**任务要求**
请将下方数据中从含有“the human hand.”的一行到含有“[330,165,379,180]”的一行原样照抄一遍，首尾两行都包括在内。

**练习数据**
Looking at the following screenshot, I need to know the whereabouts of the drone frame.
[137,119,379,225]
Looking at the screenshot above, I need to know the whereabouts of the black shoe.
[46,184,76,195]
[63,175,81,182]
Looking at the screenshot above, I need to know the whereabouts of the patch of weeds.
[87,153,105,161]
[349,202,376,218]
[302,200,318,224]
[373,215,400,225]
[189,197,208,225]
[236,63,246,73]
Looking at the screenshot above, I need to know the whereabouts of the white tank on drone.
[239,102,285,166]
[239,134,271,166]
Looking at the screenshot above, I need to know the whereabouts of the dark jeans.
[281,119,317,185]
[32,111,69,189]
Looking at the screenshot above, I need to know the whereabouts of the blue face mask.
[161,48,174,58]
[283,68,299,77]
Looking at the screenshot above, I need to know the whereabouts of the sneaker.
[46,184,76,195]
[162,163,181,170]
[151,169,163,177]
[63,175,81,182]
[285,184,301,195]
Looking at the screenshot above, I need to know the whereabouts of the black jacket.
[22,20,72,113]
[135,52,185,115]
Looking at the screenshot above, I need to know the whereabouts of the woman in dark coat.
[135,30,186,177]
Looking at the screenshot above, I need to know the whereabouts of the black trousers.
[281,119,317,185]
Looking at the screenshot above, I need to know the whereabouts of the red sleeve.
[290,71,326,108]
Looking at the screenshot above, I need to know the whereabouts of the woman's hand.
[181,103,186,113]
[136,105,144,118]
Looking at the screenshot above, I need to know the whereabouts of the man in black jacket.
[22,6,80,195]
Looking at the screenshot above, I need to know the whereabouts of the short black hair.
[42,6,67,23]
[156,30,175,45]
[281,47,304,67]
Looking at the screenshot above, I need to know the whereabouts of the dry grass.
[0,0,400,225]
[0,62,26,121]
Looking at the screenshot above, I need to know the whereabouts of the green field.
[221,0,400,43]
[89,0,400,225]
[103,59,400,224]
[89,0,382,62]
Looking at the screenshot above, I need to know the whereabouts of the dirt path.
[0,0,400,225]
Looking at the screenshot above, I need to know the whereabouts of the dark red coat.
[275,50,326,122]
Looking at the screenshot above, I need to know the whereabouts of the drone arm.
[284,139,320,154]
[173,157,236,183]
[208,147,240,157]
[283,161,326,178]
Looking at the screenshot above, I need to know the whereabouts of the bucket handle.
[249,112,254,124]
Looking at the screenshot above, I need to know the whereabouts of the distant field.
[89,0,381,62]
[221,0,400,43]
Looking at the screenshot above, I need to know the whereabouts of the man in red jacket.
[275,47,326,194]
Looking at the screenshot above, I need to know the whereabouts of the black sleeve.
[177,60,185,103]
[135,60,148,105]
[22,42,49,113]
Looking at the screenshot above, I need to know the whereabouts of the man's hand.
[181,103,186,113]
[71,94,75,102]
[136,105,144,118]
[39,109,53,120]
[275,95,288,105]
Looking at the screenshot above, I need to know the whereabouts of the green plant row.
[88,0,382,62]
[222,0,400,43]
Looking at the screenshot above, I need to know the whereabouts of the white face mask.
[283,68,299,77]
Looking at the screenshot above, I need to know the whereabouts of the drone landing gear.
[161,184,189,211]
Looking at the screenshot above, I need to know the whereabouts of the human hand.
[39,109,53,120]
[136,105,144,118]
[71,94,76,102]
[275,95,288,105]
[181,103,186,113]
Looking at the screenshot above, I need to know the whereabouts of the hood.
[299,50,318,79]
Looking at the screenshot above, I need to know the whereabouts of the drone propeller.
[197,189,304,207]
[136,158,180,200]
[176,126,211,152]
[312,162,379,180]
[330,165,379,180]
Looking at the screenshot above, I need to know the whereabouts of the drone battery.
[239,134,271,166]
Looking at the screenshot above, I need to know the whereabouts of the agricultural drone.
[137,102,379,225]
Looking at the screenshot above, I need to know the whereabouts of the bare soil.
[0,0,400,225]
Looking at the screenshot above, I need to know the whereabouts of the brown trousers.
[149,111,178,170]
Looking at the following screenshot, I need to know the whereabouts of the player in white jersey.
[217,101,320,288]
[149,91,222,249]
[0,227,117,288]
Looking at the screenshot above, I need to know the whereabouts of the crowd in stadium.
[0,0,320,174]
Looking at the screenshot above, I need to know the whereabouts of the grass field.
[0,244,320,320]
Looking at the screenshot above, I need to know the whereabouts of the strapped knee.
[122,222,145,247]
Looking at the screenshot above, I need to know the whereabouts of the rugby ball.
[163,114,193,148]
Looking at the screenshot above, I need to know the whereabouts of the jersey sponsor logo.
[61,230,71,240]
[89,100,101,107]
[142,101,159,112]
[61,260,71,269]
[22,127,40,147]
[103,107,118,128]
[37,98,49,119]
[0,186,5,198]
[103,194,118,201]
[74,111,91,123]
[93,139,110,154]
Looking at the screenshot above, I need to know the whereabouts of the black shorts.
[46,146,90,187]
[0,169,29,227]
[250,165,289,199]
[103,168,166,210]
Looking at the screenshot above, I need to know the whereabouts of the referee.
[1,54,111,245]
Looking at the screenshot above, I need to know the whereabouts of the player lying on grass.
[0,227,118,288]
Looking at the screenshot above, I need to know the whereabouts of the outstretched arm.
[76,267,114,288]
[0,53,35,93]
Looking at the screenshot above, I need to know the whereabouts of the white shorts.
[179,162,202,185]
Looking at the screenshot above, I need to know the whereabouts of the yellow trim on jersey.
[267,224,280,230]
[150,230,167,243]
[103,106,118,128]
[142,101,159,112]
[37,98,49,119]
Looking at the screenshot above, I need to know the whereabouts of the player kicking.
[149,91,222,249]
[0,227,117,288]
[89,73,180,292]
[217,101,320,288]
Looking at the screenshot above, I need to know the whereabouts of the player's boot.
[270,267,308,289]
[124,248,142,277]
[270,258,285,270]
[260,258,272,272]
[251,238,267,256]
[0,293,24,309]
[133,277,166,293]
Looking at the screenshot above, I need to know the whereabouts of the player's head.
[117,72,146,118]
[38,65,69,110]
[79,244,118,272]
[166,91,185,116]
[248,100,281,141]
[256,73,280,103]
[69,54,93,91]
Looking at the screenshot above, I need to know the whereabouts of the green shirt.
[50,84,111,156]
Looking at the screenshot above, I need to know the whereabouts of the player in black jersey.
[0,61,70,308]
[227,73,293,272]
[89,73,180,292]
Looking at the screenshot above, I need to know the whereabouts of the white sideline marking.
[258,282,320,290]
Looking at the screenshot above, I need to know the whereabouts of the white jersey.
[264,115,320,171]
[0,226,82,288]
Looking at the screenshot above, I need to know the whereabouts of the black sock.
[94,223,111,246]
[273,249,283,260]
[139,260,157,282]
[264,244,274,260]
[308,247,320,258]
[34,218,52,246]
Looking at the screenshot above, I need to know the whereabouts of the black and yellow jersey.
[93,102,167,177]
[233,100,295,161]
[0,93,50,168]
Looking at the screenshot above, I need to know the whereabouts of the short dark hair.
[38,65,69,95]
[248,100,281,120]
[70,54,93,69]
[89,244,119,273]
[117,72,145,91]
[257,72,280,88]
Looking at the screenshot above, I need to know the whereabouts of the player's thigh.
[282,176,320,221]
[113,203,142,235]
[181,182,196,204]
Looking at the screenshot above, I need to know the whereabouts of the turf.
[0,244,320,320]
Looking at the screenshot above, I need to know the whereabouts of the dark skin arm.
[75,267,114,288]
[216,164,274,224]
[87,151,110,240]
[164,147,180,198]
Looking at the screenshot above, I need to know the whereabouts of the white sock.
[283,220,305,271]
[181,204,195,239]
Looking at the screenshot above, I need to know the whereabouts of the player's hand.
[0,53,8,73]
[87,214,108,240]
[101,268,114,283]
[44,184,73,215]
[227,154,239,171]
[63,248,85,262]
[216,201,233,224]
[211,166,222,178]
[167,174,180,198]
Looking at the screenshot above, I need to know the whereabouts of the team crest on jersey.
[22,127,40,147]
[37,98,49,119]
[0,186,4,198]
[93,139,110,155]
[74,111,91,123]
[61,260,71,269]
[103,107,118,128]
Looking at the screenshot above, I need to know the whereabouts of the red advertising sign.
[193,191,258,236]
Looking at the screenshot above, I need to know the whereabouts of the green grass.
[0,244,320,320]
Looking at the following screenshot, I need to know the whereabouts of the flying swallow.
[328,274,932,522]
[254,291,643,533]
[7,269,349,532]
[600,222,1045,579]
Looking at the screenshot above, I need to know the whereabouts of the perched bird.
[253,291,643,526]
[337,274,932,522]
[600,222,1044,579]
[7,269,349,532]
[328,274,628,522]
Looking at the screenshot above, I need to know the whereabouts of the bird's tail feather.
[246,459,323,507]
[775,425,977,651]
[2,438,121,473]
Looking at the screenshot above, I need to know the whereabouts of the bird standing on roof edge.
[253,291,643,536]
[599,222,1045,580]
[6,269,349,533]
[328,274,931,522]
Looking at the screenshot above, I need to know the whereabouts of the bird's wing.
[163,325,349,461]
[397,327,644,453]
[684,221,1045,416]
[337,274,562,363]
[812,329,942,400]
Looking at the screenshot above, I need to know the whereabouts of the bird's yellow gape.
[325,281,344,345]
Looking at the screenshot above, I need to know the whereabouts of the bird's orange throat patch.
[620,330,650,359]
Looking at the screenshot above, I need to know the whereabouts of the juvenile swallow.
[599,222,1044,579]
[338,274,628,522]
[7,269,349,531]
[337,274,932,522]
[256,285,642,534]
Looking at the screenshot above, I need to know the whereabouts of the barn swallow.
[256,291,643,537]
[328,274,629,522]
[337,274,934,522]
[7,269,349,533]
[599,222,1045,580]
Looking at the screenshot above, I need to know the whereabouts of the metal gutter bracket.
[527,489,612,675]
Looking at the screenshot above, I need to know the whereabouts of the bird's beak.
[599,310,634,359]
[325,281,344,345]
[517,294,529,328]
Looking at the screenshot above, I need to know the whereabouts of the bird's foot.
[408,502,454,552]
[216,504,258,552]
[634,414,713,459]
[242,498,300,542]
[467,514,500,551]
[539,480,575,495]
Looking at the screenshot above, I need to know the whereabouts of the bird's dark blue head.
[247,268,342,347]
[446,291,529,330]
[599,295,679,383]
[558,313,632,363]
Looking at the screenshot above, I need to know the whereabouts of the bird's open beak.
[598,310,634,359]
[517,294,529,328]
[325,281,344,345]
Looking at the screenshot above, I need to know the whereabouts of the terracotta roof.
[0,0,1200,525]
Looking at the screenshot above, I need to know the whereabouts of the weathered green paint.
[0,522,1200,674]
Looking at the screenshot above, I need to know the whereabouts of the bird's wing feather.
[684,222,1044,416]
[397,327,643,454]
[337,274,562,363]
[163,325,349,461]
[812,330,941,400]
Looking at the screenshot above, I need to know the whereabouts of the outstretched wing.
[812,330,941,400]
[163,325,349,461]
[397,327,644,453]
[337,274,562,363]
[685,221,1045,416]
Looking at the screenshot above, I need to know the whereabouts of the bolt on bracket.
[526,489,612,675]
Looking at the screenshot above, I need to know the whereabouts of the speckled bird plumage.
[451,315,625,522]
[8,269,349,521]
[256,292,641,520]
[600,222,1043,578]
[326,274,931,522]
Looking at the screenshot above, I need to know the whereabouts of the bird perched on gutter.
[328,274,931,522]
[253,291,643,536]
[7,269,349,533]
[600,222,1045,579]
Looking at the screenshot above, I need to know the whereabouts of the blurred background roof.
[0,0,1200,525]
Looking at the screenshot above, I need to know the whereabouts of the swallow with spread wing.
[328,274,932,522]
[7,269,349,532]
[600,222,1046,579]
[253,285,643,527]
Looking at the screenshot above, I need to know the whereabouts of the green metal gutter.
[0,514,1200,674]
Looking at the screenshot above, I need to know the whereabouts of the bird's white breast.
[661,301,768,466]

**参考答案**
Looking at the screenshot above, I need to know the whereabouts of the human hand.
[39,109,53,120]
[136,105,144,118]
[71,94,76,102]
[275,95,288,105]
[181,103,186,113]
Looking at the screenshot above, I need to know the whereabouts of the hood.
[299,50,318,79]
Looking at the screenshot above, I need to know the whereabouts of the drone propeller.
[197,189,304,207]
[136,158,180,200]
[176,126,211,152]
[312,162,379,180]
[330,165,379,180]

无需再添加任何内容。